+++ Geëxtraheerd materiaal +++

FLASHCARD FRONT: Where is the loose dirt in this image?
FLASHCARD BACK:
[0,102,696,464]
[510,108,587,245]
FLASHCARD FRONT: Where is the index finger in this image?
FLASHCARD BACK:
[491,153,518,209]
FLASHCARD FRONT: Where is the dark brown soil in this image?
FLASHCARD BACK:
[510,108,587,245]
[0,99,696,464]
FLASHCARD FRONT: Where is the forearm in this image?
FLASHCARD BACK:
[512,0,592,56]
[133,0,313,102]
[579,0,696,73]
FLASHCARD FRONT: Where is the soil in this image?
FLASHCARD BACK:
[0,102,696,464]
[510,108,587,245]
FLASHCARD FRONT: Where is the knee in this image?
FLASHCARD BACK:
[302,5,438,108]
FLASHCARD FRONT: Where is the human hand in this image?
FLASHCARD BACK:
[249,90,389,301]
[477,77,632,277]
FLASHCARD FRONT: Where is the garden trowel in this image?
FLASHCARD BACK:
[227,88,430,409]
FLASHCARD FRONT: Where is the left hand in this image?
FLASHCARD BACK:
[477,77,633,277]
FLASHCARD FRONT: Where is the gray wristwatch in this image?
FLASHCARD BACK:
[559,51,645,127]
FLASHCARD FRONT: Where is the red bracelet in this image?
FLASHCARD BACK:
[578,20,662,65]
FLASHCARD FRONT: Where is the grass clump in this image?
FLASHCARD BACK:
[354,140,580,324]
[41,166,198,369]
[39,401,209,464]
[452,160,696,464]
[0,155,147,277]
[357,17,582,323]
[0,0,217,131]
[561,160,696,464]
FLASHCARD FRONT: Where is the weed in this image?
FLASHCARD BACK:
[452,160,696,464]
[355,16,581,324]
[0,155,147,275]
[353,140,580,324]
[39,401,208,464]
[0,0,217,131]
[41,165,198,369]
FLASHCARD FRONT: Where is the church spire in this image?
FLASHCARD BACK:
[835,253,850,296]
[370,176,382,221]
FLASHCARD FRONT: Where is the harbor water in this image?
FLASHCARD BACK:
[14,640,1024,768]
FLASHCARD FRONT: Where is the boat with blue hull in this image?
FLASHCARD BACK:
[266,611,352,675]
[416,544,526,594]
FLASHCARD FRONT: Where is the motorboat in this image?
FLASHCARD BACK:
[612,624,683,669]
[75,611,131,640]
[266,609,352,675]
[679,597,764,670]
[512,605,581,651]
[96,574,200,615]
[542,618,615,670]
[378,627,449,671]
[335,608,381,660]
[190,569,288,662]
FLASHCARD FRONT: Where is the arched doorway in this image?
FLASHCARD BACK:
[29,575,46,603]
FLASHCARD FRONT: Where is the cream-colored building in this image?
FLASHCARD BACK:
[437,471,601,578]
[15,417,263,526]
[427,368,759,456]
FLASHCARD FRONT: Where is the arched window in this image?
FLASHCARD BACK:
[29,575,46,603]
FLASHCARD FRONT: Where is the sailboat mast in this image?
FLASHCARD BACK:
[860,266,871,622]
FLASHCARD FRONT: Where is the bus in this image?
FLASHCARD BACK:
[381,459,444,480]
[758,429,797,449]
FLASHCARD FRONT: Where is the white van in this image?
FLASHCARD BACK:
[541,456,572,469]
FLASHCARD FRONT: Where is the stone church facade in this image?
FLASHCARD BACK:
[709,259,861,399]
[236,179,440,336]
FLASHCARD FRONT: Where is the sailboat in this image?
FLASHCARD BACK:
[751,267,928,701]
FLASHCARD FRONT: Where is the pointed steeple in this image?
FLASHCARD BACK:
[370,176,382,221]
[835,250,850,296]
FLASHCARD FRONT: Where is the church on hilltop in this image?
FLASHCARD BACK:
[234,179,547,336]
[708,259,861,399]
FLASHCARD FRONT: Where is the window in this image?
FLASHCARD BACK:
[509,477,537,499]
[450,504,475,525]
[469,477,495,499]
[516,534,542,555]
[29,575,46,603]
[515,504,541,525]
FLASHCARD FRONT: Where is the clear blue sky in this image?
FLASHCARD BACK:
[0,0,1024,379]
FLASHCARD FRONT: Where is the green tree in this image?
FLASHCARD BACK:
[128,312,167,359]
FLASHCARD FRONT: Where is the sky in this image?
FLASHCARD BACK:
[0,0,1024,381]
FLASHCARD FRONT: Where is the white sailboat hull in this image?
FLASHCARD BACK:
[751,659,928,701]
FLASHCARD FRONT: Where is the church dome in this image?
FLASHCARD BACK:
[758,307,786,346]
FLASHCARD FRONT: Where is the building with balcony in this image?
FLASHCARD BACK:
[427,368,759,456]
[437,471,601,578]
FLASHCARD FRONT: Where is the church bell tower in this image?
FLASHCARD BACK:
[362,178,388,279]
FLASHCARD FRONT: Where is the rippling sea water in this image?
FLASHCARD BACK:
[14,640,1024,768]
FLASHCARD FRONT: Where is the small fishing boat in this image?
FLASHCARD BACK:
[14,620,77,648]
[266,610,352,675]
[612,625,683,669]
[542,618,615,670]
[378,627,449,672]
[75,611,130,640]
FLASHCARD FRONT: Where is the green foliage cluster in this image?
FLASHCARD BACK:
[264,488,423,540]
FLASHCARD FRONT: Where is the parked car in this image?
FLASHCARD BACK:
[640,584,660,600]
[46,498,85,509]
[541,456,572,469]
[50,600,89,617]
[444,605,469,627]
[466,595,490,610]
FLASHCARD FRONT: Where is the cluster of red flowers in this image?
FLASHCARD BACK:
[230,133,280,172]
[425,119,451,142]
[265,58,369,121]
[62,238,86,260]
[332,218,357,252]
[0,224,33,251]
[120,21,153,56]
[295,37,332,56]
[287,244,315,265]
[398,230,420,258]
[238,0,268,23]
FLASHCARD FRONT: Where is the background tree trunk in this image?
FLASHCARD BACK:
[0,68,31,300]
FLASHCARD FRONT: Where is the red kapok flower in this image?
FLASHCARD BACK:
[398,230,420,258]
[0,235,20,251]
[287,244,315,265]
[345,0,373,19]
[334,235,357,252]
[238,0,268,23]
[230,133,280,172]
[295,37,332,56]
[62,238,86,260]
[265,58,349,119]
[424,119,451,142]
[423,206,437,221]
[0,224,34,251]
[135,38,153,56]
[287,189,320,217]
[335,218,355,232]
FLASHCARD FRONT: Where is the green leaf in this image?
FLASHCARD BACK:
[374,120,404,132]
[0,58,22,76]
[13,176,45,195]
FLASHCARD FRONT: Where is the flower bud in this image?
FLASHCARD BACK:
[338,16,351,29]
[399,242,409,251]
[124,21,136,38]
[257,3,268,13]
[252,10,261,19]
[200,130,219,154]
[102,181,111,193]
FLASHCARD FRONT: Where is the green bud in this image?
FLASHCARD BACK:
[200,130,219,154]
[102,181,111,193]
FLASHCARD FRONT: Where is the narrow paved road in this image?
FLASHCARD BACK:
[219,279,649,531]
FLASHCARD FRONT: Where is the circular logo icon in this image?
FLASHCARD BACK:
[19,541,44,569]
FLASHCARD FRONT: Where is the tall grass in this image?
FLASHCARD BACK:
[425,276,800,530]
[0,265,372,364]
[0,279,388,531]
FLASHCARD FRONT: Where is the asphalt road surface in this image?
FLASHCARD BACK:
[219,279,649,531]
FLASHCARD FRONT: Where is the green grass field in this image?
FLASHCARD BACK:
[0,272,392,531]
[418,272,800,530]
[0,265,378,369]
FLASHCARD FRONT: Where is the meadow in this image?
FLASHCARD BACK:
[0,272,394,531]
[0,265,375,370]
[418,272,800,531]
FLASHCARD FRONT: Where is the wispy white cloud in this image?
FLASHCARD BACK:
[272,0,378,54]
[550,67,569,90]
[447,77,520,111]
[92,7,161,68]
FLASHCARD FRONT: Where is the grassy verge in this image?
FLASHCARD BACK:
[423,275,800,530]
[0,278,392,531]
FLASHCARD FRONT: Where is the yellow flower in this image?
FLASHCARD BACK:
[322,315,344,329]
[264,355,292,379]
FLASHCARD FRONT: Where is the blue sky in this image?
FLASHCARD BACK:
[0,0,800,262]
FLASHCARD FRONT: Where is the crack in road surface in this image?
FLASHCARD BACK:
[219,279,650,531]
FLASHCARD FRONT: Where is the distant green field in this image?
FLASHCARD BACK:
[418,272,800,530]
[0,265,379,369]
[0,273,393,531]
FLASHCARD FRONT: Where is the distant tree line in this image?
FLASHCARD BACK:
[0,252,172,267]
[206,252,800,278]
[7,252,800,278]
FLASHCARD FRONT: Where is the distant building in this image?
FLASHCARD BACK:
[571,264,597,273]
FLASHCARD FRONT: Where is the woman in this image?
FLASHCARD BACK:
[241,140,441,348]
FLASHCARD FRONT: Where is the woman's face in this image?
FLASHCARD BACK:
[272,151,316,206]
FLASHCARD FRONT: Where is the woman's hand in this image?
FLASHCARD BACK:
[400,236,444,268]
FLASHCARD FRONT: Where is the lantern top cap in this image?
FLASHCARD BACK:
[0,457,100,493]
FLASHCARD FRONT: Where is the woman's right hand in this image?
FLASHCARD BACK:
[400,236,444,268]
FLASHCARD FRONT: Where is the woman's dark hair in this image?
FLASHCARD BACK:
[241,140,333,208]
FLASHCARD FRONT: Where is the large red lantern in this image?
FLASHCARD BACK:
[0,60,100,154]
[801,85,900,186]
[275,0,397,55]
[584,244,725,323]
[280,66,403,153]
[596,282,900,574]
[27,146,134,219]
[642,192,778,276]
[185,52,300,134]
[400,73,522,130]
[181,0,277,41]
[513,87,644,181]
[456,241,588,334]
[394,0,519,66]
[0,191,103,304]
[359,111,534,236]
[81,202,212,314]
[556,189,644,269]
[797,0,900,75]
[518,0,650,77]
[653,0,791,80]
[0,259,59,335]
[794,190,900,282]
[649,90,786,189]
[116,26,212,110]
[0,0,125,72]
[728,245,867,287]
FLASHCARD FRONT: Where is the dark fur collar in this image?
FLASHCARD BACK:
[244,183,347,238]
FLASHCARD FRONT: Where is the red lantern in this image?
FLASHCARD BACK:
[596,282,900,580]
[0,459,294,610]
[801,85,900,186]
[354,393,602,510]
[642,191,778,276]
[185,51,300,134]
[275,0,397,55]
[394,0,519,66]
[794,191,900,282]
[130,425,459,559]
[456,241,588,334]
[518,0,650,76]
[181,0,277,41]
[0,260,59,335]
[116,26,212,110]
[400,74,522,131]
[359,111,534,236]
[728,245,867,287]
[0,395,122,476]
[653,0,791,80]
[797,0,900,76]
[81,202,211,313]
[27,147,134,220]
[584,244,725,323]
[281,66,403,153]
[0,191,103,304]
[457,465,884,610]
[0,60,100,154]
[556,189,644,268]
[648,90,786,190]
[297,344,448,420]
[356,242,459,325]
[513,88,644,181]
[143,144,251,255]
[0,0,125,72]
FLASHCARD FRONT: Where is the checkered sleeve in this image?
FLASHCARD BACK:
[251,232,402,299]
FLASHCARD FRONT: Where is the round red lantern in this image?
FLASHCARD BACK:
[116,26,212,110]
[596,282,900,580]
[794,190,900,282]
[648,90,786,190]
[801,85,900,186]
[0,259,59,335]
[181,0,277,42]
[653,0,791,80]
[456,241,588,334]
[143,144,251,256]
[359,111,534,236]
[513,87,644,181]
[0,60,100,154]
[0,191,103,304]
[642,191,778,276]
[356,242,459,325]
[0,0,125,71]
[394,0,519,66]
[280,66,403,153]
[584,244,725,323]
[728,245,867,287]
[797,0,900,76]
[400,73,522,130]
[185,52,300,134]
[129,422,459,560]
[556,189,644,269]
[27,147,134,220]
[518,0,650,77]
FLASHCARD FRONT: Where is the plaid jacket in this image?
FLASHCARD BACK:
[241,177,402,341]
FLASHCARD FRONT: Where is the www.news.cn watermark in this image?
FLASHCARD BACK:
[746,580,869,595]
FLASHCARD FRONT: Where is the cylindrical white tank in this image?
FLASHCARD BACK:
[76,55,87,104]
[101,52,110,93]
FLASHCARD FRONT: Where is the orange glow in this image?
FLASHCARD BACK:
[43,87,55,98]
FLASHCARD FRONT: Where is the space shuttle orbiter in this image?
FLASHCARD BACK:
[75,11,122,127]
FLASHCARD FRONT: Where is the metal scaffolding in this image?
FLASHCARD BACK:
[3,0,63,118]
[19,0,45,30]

+++

Kopieer uit de bovenstaande records woordelijk de regels vanaf de regel met "FLASHCARD FRONT: Where is the human" tot en met de regel met "[751,267,928,701]".

FLASHCARD FRONT: Where is the human hand in this image?
FLASHCARD BACK:
[249,90,389,301]
[477,77,632,277]
FLASHCARD FRONT: Where is the garden trowel in this image?
FLASHCARD BACK:
[227,88,430,409]
FLASHCARD FRONT: Where is the left hand in this image?
FLASHCARD BACK:
[477,77,633,277]
FLASHCARD FRONT: Where is the gray wristwatch in this image?
FLASHCARD BACK:
[559,51,645,127]
FLASHCARD FRONT: Where is the red bracelet in this image?
FLASHCARD BACK:
[578,20,662,65]
FLASHCARD FRONT: Where is the grass clump in this image?
FLASHCARD BACK:
[354,140,580,324]
[41,166,198,369]
[39,401,209,464]
[452,160,696,464]
[0,155,147,277]
[357,17,582,323]
[0,0,217,131]
[561,160,696,464]
FLASHCARD FRONT: Where is the weed in this image?
FLASHCARD BACK:
[452,160,696,464]
[355,16,581,324]
[0,155,147,275]
[353,140,580,324]
[39,401,208,464]
[0,0,217,131]
[41,165,198,369]
FLASHCARD FRONT: Where is the church spire in this image?
FLASHCARD BACK:
[835,253,850,296]
[370,176,382,221]
FLASHCARD FRONT: Where is the harbor water in this image?
FLASHCARD BACK:
[14,640,1024,768]
FLASHCARD FRONT: Where is the boat with blue hull in this image?
FLASHCARD BACK:
[266,611,352,675]
[416,544,526,594]
FLASHCARD FRONT: Where is the motorboat in this image?
FLASHCARD BACK:
[612,624,683,669]
[75,611,131,640]
[266,609,352,675]
[679,597,764,670]
[512,605,581,651]
[96,574,200,615]
[542,618,615,670]
[378,627,449,671]
[335,608,381,660]
[190,569,288,662]
FLASHCARD FRONT: Where is the arched doorway in this image?
FLASHCARD BACK:
[29,575,46,603]
FLASHCARD FRONT: Where is the cream-colored building in this image?
FLASHCARD BACK:
[437,471,601,578]
[15,417,263,526]
[427,368,759,456]
FLASHCARD FRONT: Where is the arched window in this image?
FLASHCARD BACK:
[29,575,46,603]
FLASHCARD FRONT: Where is the sailboat mast in this image?
FLASHCARD BACK:
[860,266,871,622]
FLASHCARD FRONT: Where is the bus in this image?
FLASHCARD BACK:
[381,459,444,480]
[758,429,797,449]
FLASHCARD FRONT: Where is the white van in this image?
FLASHCARD BACK:
[541,456,572,469]
FLASHCARD FRONT: Where is the stone church facade in this image?
FLASHCARD BACK:
[709,259,861,399]
[236,179,440,336]
FLASHCARD FRONT: Where is the sailboat in this image?
FLASHCARD BACK:
[751,267,928,701]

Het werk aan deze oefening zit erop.